[TASK BRIEF]:
Rewrite every line of the data below as a numbered list, skipping any blank lines.

Entries from an annotation dataset
|---|

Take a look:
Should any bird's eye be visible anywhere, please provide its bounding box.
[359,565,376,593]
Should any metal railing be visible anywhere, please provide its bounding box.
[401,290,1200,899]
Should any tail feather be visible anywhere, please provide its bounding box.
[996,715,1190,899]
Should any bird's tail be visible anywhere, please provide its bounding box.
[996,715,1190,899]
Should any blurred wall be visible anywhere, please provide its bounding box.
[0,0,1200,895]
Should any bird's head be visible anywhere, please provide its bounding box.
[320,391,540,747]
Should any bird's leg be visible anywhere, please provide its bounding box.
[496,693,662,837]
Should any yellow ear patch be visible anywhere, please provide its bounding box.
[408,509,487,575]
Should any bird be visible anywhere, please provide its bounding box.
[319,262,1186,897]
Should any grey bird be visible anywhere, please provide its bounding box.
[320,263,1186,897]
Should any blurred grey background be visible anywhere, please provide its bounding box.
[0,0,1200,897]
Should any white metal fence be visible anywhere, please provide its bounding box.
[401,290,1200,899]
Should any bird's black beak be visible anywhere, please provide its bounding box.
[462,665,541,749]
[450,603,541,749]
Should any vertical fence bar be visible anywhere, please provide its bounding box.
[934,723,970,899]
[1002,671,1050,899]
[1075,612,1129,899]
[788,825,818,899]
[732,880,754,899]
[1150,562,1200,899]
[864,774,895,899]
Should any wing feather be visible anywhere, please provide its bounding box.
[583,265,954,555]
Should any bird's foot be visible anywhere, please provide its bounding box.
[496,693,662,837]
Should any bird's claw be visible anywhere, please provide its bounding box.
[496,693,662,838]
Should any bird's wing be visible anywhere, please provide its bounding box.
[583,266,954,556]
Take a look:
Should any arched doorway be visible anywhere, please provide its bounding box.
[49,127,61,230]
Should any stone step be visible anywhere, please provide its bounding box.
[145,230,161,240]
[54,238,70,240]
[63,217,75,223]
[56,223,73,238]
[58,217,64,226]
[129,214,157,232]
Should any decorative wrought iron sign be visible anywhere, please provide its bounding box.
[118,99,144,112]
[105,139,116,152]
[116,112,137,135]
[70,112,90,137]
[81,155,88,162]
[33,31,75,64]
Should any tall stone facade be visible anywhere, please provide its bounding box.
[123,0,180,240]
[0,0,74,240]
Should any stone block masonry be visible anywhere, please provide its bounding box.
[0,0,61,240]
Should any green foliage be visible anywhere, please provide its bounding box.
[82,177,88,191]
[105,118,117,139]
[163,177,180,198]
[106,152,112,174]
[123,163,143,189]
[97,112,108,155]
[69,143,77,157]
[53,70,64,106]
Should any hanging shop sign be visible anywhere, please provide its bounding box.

|---|

[ANSWER TO THE TASK]:
1. Take a look:
2. Should any bird's eye be visible anywhere, please provide its bounding box.
3. [359,565,376,593]
4. Should any metal railing be visible anywhere, please provide its bounding box.
5. [401,290,1200,899]
6. Should any tail feather be visible anywhere, please provide its bounding box.
7. [996,715,1190,899]
8. Should any bird's tail be visible anywhere, please provide its bounding box.
9. [996,715,1190,899]
10. Should any blurred wall be visible anywhere, please provide its bounding box.
11. [0,0,1200,895]
12. Should any bird's head be visible anywhere, please provide its bounding box.
13. [320,391,540,747]
14. Should any bird's leg be visible anywhere, please provide its bounding box.
15. [496,693,662,837]
16. Should any yellow ear patch be visible anywhere, please provide its bounding box.
17. [408,509,487,575]
18. Should any bird be visible anywhere, please provide its bounding box.
19. [319,262,1186,897]
20. Should any grey bird be visible anywhere, please provide its bounding box.
21. [320,263,1186,897]
22. Should any blurred grey background be visible anywhere, please provide its bounding box.
23. [0,0,1200,897]
24. Should any white metal fence be visible anywhere, please provide its bounding box.
25. [401,290,1200,899]
26. Should any bird's black beak be visible anywhere, please provide its bounding box.
27. [462,665,541,749]
28. [450,603,541,749]
29. Should any vertical fence bar be visible anywhere, please provide its bounding box.
30. [934,723,970,899]
31. [1002,671,1050,899]
32. [1075,612,1129,899]
33. [788,825,818,899]
34. [732,880,754,899]
35. [1150,562,1200,899]
36. [864,774,895,899]
37. Should any wing feather be visible anywhere, please provide its bounding box.
38. [583,265,954,555]
39. Should any bird's foot be visible anywhere, please provide its bounding box.
40. [496,693,662,837]
41. Should any bird's claw be visible anywhere, please provide its bounding box.
42. [496,693,662,838]
43. Should any bird's wing be visible anywhere, please provide its bounding box.
44. [583,266,954,556]
45. Take a look:
46. Should any arched doorway be visible anywhere, please provide its bounding box.
47. [49,127,61,230]
48. Should any stone step be visible anywhere, please provide its bounding box.
49. [145,230,161,240]
50. [54,238,70,240]
51. [63,217,75,223]
52. [56,223,73,238]
53. [58,217,64,226]
54. [129,214,157,232]
55. Should any decorative wrought iron sign be visible anywhere, please provide its bounding box.
56. [118,99,144,112]
57. [105,139,116,152]
58. [116,112,137,135]
59. [70,112,90,137]
60. [81,155,88,162]
61. [33,31,75,64]
62. Should any tall stone facade be visible anywhere, please provide its bounding box.
63. [123,0,180,240]
64. [0,0,74,240]
65. Should any stone block masonry be visible anywhere, please provide its bounding box.
66. [0,0,61,240]
67. Should any green foliage be visible anywhere, please provide its bounding box.
68. [82,177,88,191]
69. [105,118,117,139]
70. [163,177,180,198]
71. [106,152,112,174]
72. [123,163,143,189]
73. [97,112,108,155]
74. [69,143,77,157]
75. [53,70,64,106]
76. Should any hanging shop sign be visible anywhere, please provide its bounding box.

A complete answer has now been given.